Source excerpt:
-- Start --

Now even among the revolutionaries within the SPGB there might well be less than total unanimity as to just which developments within capitalism over recent years have produced situations which socialists could have turned to their advantage. But any list of those opportunities which have occurred would have to include:
• the Hungarian Uprising of 1956 and its repercussions in Britain when the Communist Party lost half of its total membership and thousands of others first had their illusions about state capitalism shattered.
• the period from 1958 into the early sixties when CND was at its peak, when tens of thousands marched against nuclear weapons and when “the campaign made a terrific impact on the British political scene” (Socialist Standard, April 1966, p52.)
• again the period from mid-1966 onwards when the Labour government’s anti-working class actions were becoming increasingly obvious to many workers, when the “Labour governments betrayal of its policies (was causing) increasing disillusionment amongst its supporters” (Socialist Standard, May 1968, p72) and when the SPGB itself was asking “Is Labour Cracking Up?”.
It would be a useful exercise at some time to examine how the SPGB responded (or, rather, failed to respond in any serious way) to each of these events in turn. A common pattern would then be seen to emerge of how in each case the Party acted with unbelievable slowness and lethargy, of how there was next to no serious discussion among the members of what sort of intervention the Party could reasonably hope to mount and how – as a result – there was a total absence of the clear-thinking foresight which socialists should be expected to show at such times. In this section of my circular I shall mainly confine my attention to the period when a Labour government was in power from mid-1966 onwards but at least I want to explode here the myth which has grown up within the SPGB that its handling of CND was one of its success stories! Just what solid evidence does this fairy tale rest on? On nothing more than the fact that in the 1960s the SPGB managed to gain a few new members by its limited propaganda efforts directed at CND, when any objective appraisal of the Party’s role would have to show that – even if we make due allowances for the SPGB’s admittedly meagre resources – its approach to CND was a case if far too little coming far too late.

-- End --

Material provided:
-- Start --

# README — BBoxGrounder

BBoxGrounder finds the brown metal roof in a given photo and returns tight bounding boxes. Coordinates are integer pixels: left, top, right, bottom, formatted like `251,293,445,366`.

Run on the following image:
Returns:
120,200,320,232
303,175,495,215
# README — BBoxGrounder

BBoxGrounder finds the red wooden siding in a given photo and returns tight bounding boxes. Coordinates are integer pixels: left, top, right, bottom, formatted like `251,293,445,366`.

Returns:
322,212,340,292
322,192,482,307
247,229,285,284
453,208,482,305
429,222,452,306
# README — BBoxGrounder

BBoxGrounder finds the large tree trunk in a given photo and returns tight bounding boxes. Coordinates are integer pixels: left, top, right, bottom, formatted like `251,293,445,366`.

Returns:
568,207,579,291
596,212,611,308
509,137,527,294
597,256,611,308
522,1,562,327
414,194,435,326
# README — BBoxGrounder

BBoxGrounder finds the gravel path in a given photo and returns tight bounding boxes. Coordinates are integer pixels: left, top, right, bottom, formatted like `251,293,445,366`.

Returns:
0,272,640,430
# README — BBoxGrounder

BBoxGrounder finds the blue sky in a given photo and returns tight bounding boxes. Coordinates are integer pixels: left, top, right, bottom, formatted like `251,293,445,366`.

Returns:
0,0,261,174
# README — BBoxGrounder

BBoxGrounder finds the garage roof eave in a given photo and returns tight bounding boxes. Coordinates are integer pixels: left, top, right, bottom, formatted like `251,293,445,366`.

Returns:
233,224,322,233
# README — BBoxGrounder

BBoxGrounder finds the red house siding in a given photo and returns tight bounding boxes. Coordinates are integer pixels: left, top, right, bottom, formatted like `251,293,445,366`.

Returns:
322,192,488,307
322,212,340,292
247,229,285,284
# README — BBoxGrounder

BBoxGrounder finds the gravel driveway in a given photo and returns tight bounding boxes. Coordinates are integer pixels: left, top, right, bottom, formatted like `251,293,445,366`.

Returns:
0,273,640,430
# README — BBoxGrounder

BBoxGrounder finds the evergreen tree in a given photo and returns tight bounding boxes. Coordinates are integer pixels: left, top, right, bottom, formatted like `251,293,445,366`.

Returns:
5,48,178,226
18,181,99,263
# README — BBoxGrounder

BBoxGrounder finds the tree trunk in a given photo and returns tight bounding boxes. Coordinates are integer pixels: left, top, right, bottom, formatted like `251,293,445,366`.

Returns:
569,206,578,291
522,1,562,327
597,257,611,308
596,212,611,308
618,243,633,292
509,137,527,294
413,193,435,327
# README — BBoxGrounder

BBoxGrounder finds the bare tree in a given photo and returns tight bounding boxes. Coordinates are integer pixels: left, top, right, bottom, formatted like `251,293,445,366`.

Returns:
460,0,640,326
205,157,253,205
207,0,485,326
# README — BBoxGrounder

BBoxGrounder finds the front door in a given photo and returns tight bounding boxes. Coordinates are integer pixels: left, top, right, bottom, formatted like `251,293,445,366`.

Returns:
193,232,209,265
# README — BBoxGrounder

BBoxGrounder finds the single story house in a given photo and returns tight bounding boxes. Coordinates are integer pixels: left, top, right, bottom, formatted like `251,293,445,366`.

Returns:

-- End --

Written tasks:
1 – Answer these about the excerpt on the SPGB:
(a) What share of its total membership did the Communist Party lose after the Hungarian Uprising of 1956?
(b) Which issue of the Socialist Standard is quoted on CND's impact on the British political scene?
(c) What question was the SPGB itself asking about Labour?
2 – Can you repeat the excerpt on the SPGB from "Now even among" to "state capitalism shattered."?
3 – Could you carry the excerpt on the SPGB on from the point where it ends?
The listing has no connection to the excerpt on the SPGB.

Written responses:
1 –
(a) Half.
(b) April 1966.
(c) "Is Labour Cracking Up?"

2 –
Now even among the revolutionaries within the SPGB there might well be less than total unanimity as to just which developments within capitalism over recent years have produced situations which socialists could have turned to their advantage. But any list of those opportunities which have occurred would have to include:
• the Hungarian Uprising of 1956 and its repercussions in Britain when the Communist Party lost half of its total membership and thousands of others first had their illusions about state capitalism shattered.

3 –
This sort of complacent assessment of its own activities, which we can see in relation to CND, is, in fact, all too typical of the SPGB. I well remember how one comrade, who had been out of the Party for several years, wrote to me in 1971 that on rejoining he had found that “a remarkable new growth” had taken place, “a phase of growth, since it involved development where the Party had never looked like developing, outside London…” At the time I replied as follows:
I can well imagine that rejoining in 1970, when – as you say – the Party had been going through a phase of growth over the previous four years or so, was an encouraging experience. But, all the same, I am afraid that I cannot draw the same conclusions as you – probably for the very reason that I was active as a member right through that period of growth. When you rejoined you saw the end result of 4-5 years growth, the handfuls of new members we had recruited, but what you didn’t see were the hundreds the Party failed to attract because of the opportunities it missed.
As you probably know, the five years 1966-71 have been ones of growth for nearly all radical groups in Britain (with a few notable exceptions like the CP – but then, it’s hardly a radical organisation, is it?) and it seems to me that the SPGB too could hardly have failed to attract new blood during such a period. Even by making no great effort, we couldn’t fail to have a modest influx of new members. Looked at in the abstract, I suppose all growth appears like a “healthy sign”, but, once it is placed in a context of fairly wide-spread radicalisation, the degree of growth we achieved in the 1966-71 period starts to look more like a miserable failure.
Reading these lines again two years later, I am more than ever convinced that they are right. The years of the Wilson government presented the SPGB with a real opportunity to advance, as numerous Labour supporters recoiled in dismay and disgust from their party’s policies – and yet it was an opportunity, which was almost totally squandered. Let me explain in some detail, then, why I say it was squandered.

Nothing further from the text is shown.